<<<<

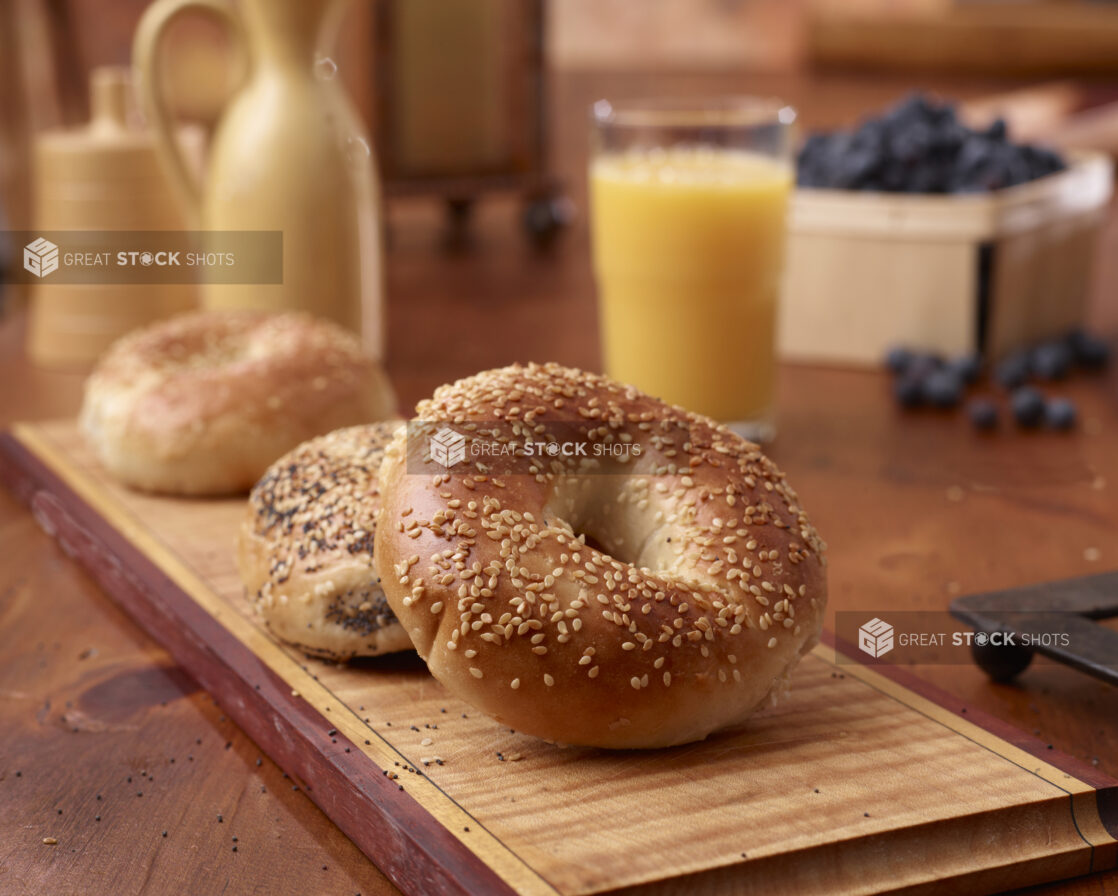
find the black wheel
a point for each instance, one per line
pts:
(1001, 663)
(545, 217)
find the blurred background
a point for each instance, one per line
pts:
(477, 113)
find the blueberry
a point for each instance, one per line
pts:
(908, 390)
(1060, 413)
(1028, 406)
(898, 359)
(983, 413)
(1089, 350)
(943, 388)
(966, 367)
(1012, 371)
(996, 130)
(1050, 360)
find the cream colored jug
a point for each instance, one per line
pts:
(101, 177)
(290, 153)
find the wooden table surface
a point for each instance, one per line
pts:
(148, 788)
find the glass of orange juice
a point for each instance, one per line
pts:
(688, 205)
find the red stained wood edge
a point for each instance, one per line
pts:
(1106, 786)
(397, 833)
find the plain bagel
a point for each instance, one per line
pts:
(305, 547)
(610, 597)
(202, 403)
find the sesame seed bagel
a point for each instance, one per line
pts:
(305, 547)
(625, 600)
(202, 403)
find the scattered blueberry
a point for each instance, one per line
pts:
(1060, 413)
(943, 388)
(983, 413)
(967, 368)
(1028, 406)
(1050, 361)
(898, 359)
(908, 390)
(1013, 370)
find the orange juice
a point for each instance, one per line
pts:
(689, 248)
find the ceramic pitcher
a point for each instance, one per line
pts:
(104, 176)
(290, 153)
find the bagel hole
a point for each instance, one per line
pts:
(598, 510)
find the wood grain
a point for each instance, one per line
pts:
(854, 766)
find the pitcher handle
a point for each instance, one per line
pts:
(145, 55)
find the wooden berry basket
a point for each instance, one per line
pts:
(953, 274)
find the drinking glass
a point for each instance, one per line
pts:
(688, 208)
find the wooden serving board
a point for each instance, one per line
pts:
(858, 783)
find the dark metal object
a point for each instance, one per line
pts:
(1071, 607)
(522, 166)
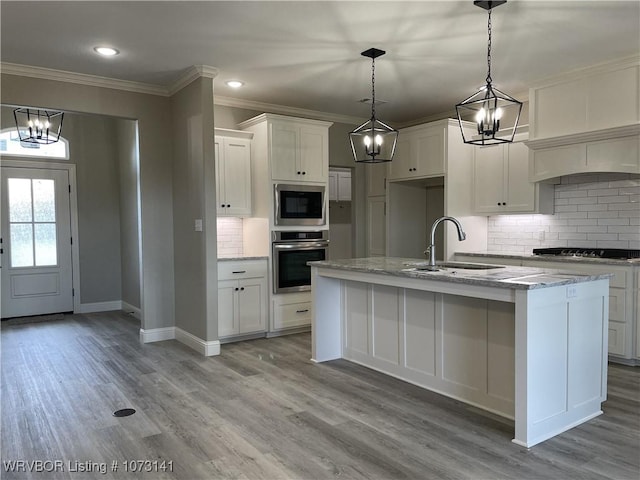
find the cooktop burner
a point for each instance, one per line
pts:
(589, 252)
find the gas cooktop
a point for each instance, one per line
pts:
(589, 252)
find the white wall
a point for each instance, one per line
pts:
(601, 211)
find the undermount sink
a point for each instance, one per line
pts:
(454, 265)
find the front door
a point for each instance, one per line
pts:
(36, 242)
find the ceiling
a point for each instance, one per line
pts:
(306, 54)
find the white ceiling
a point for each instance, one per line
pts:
(306, 54)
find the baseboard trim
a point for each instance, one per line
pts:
(157, 334)
(99, 307)
(207, 349)
(131, 310)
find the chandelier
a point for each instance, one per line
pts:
(38, 126)
(495, 113)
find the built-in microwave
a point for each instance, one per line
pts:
(299, 205)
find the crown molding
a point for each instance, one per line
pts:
(284, 110)
(190, 74)
(81, 79)
(617, 64)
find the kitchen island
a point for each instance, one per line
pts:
(525, 343)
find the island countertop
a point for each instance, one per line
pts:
(511, 277)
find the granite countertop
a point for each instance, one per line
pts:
(237, 259)
(555, 258)
(521, 278)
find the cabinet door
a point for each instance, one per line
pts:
(333, 186)
(237, 176)
(284, 152)
(220, 199)
(314, 157)
(252, 314)
(520, 192)
(344, 186)
(227, 308)
(376, 226)
(488, 175)
(429, 152)
(401, 166)
(377, 178)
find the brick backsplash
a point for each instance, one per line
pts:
(600, 211)
(229, 237)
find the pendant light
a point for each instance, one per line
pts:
(373, 141)
(495, 113)
(38, 126)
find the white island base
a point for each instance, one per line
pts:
(534, 355)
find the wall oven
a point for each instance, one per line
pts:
(299, 205)
(291, 252)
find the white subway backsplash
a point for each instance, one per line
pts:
(229, 237)
(601, 211)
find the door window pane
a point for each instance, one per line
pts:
(45, 240)
(21, 245)
(44, 201)
(20, 200)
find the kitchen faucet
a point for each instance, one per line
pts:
(432, 245)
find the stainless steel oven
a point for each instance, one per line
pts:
(299, 205)
(291, 252)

>>>>

Verbatim copy with pictures excluded: write out the records above in full.

# Result below
find the black wheel
a point for each instance, one per line
pts:
(1001, 663)
(545, 217)
find the blurred background
a point for each instance, one per line
pts:
(477, 113)
find the blueberry
a point for each instance, one per line
pts:
(908, 390)
(1060, 413)
(1028, 406)
(898, 359)
(983, 413)
(1089, 350)
(943, 388)
(966, 367)
(1012, 371)
(996, 130)
(1050, 360)
find the cream colored jug
a point for each instance, one per line
pts:
(101, 177)
(290, 153)
find the wooden table surface
a point for each instance, one per line
pts:
(148, 788)
find the glass of orange juice
a point for each instance, one per line
pts:
(688, 205)
find the red stained wood edge
a point for each instance, one per line
pts:
(1106, 786)
(397, 833)
find the plain bagel
a point for each instance, one per line
pts:
(305, 547)
(610, 597)
(202, 403)
find the sesame seed bagel
a point for each instance, one per line
pts:
(305, 547)
(625, 600)
(202, 403)
find the scattered blueberry
a point for each instance, one per line
pts:
(1060, 413)
(943, 388)
(983, 413)
(967, 368)
(1028, 406)
(1050, 361)
(898, 359)
(908, 390)
(1013, 370)
find the orange juice
a point for each instance, one per line
pts:
(689, 248)
find the ceramic pitcher
a point for each instance, one per line
pts:
(104, 176)
(290, 153)
find the bagel hole
a point for each instance, one per line
pts:
(598, 510)
find the wood grain
a point for each instance, one per line
pts:
(854, 766)
find the pitcher handle
a point for each instance, one per line
pts:
(145, 55)
find the wooden berry basket
a point for each instance, one per line
pts:
(953, 274)
find the drinking glass
a point for each instance, one per line
pts:
(688, 208)
find the wooden serving board
a point for each instance, one per line
pts:
(858, 783)
find the dark metal object
a point for each instance, one per line
pts:
(1071, 607)
(522, 166)
find the cooktop burner
a point for each instance, one per line
pts:
(589, 252)
find the gas cooktop
a point for each instance, one per line
pts:
(589, 252)
find the white wall
a point for each instance, one per line
pts:
(601, 211)
find the undermount sink
a point for each instance, one per line
pts:
(454, 265)
find the front door
a point for each instance, one per line
pts:
(36, 242)
find the ceiling
a point for each instance, one per line
pts:
(306, 54)
find the white ceiling
a point for each instance, one per line
pts:
(306, 54)
find the baseboard trim
a point for each instance, one per line
pts:
(157, 334)
(99, 307)
(207, 349)
(131, 310)
find the chandelier
a point for each instance, one per line
pts:
(38, 126)
(495, 113)
find the built-in microwave
a point for each instance, one per line
pts:
(299, 205)
find the crown molding
a point for each instance, one per line
pts:
(284, 110)
(190, 74)
(81, 79)
(617, 64)
find the kitchen island
a point for each instance, one per line
pts:
(525, 343)
find the island countertop
a point for each instance, one per line
pts:
(511, 277)
find the granite countertop
a point for each instance, one per line
pts:
(237, 259)
(555, 258)
(521, 278)
find the cabinet door
a point for each instance, one per line
pts:
(333, 186)
(237, 176)
(284, 152)
(220, 199)
(314, 157)
(252, 314)
(520, 192)
(344, 186)
(227, 308)
(376, 226)
(488, 175)
(429, 152)
(401, 166)
(377, 178)
find the brick backsplash
a point for each instance, one per line
pts:
(600, 211)
(229, 237)
find the pendant light
a point for each instance, one per line
pts:
(373, 141)
(495, 113)
(38, 126)
find the white island base
a point for each instance, one per line
pts:
(534, 355)
find the wall oven
a point for each instance, one per line
pts:
(299, 205)
(291, 252)
find the white subway backsplash
a point for each instance, one per line
pts:
(229, 237)
(601, 211)
find the door window pane
a point for each instance, one per line
pts:
(45, 240)
(21, 245)
(44, 201)
(20, 200)
find the kitchen faucet
a point for each instance, one per line
pts:
(432, 245)
find the stainless steel oven
a point for each instance, one per line
pts:
(299, 205)
(291, 252)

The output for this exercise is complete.